Work required ▸ The expected output is every entry that follows, reproduced exactly.

The data ▸
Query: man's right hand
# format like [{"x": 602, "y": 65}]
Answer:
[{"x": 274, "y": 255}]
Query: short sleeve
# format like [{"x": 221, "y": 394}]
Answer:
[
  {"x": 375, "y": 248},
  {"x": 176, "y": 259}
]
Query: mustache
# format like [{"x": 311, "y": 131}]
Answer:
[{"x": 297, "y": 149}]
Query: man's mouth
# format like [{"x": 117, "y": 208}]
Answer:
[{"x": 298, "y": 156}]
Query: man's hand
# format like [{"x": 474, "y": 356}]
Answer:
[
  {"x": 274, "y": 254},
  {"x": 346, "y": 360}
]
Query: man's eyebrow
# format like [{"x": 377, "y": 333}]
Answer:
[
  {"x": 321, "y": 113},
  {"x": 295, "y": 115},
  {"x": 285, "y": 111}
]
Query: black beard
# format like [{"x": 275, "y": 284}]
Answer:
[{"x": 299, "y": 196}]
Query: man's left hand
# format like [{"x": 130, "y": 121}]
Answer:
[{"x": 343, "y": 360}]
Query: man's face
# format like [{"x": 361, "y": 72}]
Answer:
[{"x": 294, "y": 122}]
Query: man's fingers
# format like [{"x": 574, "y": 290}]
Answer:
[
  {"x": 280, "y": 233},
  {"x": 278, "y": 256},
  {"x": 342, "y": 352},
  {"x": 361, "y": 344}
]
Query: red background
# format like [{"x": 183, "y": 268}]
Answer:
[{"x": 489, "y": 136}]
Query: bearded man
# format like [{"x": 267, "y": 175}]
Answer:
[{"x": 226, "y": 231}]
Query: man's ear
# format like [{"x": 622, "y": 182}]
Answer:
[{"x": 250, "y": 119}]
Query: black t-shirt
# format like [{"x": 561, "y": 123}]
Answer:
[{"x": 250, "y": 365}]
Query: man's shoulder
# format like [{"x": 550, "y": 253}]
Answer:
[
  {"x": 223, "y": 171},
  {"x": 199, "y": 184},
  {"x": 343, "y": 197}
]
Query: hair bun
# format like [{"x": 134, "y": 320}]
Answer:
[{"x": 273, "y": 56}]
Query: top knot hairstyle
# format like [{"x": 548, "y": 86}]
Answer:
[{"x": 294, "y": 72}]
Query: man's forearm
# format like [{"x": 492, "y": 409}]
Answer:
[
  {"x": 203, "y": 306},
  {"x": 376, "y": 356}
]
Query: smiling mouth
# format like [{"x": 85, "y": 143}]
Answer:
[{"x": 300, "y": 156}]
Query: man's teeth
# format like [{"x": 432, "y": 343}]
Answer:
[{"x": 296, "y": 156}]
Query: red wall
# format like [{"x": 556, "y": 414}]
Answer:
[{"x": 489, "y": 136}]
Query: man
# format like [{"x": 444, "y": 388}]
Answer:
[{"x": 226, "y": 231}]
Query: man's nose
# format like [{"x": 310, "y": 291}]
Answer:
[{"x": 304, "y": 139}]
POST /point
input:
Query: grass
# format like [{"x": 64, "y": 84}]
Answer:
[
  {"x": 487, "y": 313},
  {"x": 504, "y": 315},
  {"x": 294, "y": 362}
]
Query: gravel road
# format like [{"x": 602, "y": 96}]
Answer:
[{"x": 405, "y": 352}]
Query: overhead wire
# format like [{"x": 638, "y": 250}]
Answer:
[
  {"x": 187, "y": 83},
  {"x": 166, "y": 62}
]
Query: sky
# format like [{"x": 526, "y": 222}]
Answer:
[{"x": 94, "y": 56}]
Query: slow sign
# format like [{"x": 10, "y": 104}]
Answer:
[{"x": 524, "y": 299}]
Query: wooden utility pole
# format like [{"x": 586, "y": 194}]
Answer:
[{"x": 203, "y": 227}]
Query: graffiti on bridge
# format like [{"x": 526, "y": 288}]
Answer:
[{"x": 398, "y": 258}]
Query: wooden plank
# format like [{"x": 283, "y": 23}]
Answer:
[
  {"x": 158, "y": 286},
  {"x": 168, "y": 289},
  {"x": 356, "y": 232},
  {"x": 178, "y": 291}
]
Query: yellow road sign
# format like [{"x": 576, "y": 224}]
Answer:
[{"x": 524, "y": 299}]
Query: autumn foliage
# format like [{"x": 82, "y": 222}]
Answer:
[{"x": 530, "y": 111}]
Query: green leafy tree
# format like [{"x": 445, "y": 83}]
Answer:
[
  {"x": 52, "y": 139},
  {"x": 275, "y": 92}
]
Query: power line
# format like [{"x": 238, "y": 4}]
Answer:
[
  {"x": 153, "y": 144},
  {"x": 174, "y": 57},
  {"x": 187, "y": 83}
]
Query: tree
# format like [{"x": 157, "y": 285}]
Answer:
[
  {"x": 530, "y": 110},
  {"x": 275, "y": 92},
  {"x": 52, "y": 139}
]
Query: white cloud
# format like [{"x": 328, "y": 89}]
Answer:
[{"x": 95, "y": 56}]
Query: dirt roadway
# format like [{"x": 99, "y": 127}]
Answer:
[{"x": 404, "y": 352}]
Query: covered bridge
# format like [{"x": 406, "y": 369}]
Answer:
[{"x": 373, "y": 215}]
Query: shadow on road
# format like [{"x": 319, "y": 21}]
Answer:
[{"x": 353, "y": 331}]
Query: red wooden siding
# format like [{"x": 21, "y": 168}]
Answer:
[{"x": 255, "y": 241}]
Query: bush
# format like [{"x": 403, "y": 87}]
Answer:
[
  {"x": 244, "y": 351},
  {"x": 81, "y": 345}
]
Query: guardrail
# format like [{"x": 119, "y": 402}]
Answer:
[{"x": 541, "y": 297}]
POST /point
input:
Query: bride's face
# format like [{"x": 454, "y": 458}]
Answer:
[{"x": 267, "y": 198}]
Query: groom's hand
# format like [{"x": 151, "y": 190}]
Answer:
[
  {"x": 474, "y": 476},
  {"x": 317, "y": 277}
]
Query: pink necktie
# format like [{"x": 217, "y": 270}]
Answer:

Exercise response ▸
Query: man's right hand
# format like [{"x": 602, "y": 65}]
Answer:
[{"x": 274, "y": 255}]
Query: short sleeve
# format like [{"x": 221, "y": 394}]
Answer:
[
  {"x": 375, "y": 248},
  {"x": 176, "y": 259}
]
Query: mustache
# format like [{"x": 311, "y": 131}]
Answer:
[{"x": 297, "y": 149}]
Query: man's mouth
# format like [{"x": 117, "y": 208}]
Answer:
[{"x": 298, "y": 156}]
Query: man's hand
# format like [{"x": 474, "y": 356}]
Answer:
[
  {"x": 274, "y": 254},
  {"x": 346, "y": 360}
]
Query: man's eyebrow
# format like [{"x": 377, "y": 333}]
Answer:
[
  {"x": 321, "y": 113},
  {"x": 295, "y": 115},
  {"x": 285, "y": 111}
]
Query: black beard
# format like [{"x": 275, "y": 284}]
Answer:
[{"x": 299, "y": 196}]
Query: man's left hand
# format like [{"x": 130, "y": 121}]
Answer:
[{"x": 343, "y": 360}]
Query: man's face
# format like [{"x": 361, "y": 72}]
Answer:
[{"x": 294, "y": 122}]
Query: man's fingers
# format like [{"x": 574, "y": 290}]
Answer:
[
  {"x": 280, "y": 233},
  {"x": 278, "y": 256},
  {"x": 342, "y": 352},
  {"x": 361, "y": 344}
]
Query: red background
# format like [{"x": 183, "y": 268}]
Answer:
[{"x": 489, "y": 136}]
Query: bearded man
# format like [{"x": 267, "y": 175}]
Answer:
[{"x": 226, "y": 231}]
Query: man's ear
# format like [{"x": 622, "y": 182}]
Answer:
[{"x": 250, "y": 119}]
Query: black t-shirt
# format like [{"x": 561, "y": 123}]
Answer:
[{"x": 250, "y": 365}]
Query: man's shoulder
# format like [{"x": 550, "y": 253}]
Answer:
[
  {"x": 223, "y": 171},
  {"x": 199, "y": 184},
  {"x": 343, "y": 197}
]
Query: hair bun
# format like [{"x": 134, "y": 320}]
Answer:
[{"x": 273, "y": 56}]
Query: top knot hairstyle
# format like [{"x": 548, "y": 86}]
Answer:
[{"x": 294, "y": 72}]
Query: man's forearm
# format like [{"x": 492, "y": 409}]
Answer:
[
  {"x": 203, "y": 306},
  {"x": 376, "y": 356}
]
Query: smiling mouth
# format like [{"x": 85, "y": 143}]
Answer:
[{"x": 300, "y": 156}]
Query: man's teeth
# format like [{"x": 432, "y": 343}]
Answer:
[{"x": 296, "y": 156}]
Query: red wall
# format like [{"x": 556, "y": 414}]
Answer:
[{"x": 489, "y": 136}]
Query: man
# format like [{"x": 444, "y": 388}]
Answer:
[{"x": 226, "y": 231}]
Query: man's nose
# format like [{"x": 310, "y": 291}]
Answer:
[{"x": 304, "y": 139}]
POST /point
input:
Query: grass
# format like [{"x": 64, "y": 84}]
Answer:
[
  {"x": 487, "y": 313},
  {"x": 504, "y": 315},
  {"x": 294, "y": 362}
]
Query: gravel road
# format like [{"x": 602, "y": 96}]
Answer:
[{"x": 405, "y": 352}]
Query: overhead wire
# format like [{"x": 638, "y": 250}]
Answer:
[
  {"x": 187, "y": 83},
  {"x": 166, "y": 62}
]
Query: sky
# format like [{"x": 526, "y": 222}]
Answer:
[{"x": 94, "y": 56}]
Query: slow sign
# format like [{"x": 10, "y": 104}]
Answer:
[{"x": 524, "y": 299}]
Query: wooden utility pole
# format like [{"x": 586, "y": 194}]
Answer:
[{"x": 203, "y": 227}]
Query: graffiti on bridge
# format like [{"x": 526, "y": 288}]
Answer:
[{"x": 398, "y": 258}]
Query: wooden plank
# format like [{"x": 283, "y": 23}]
Answer:
[
  {"x": 158, "y": 286},
  {"x": 168, "y": 289},
  {"x": 356, "y": 232},
  {"x": 178, "y": 291}
]
Query: yellow road sign
# format like [{"x": 576, "y": 224}]
Answer:
[{"x": 524, "y": 299}]
Query: autumn foliage
# format like [{"x": 82, "y": 222}]
Answer:
[{"x": 530, "y": 111}]
Query: green leafy tree
# format like [{"x": 445, "y": 83}]
Answer:
[
  {"x": 52, "y": 139},
  {"x": 275, "y": 92}
]
Query: power line
# format like [{"x": 238, "y": 4}]
Answer:
[
  {"x": 153, "y": 144},
  {"x": 174, "y": 57},
  {"x": 187, "y": 83}
]
Query: tree
# format like [{"x": 157, "y": 285}]
Answer:
[
  {"x": 530, "y": 110},
  {"x": 275, "y": 92},
  {"x": 52, "y": 139}
]
Query: white cloud
# format like [{"x": 328, "y": 89}]
Answer:
[{"x": 95, "y": 56}]
Query: dirt roadway
# format like [{"x": 99, "y": 127}]
Answer:
[{"x": 404, "y": 352}]
Query: covered bridge
# format like [{"x": 406, "y": 369}]
Answer:
[{"x": 373, "y": 215}]
Query: shadow on road
# format like [{"x": 319, "y": 21}]
Answer:
[{"x": 353, "y": 331}]
Query: red wooden siding
# format like [{"x": 21, "y": 168}]
Answer:
[{"x": 255, "y": 241}]
Query: bush
# format like [{"x": 403, "y": 87}]
Answer:
[
  {"x": 244, "y": 351},
  {"x": 81, "y": 345}
]
Query: guardrail
# format like [{"x": 119, "y": 402}]
Answer:
[{"x": 541, "y": 297}]
POST /point
input:
Query: bride's face
# format like [{"x": 454, "y": 458}]
Answer:
[{"x": 267, "y": 198}]
Query: groom's hand
# format like [{"x": 151, "y": 190}]
Answer:
[
  {"x": 474, "y": 476},
  {"x": 317, "y": 277}
]
Query: pink necktie
# format like [{"x": 217, "y": 270}]
Answer:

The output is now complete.